[BEGIN Material provided]
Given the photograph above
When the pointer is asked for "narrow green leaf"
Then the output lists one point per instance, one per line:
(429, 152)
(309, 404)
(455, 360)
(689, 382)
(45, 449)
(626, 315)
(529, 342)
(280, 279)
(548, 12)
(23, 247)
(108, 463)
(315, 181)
[END Material provided]
### Task prompt:
Every record above must be duplicated exactly.

### Written solution:
Given the photograph above
When the pointer is asked for "narrow green leaf"
Then the output lists one point per instance, one per line:
(429, 152)
(309, 404)
(455, 360)
(689, 382)
(45, 449)
(626, 315)
(529, 342)
(280, 279)
(548, 12)
(23, 247)
(108, 463)
(315, 181)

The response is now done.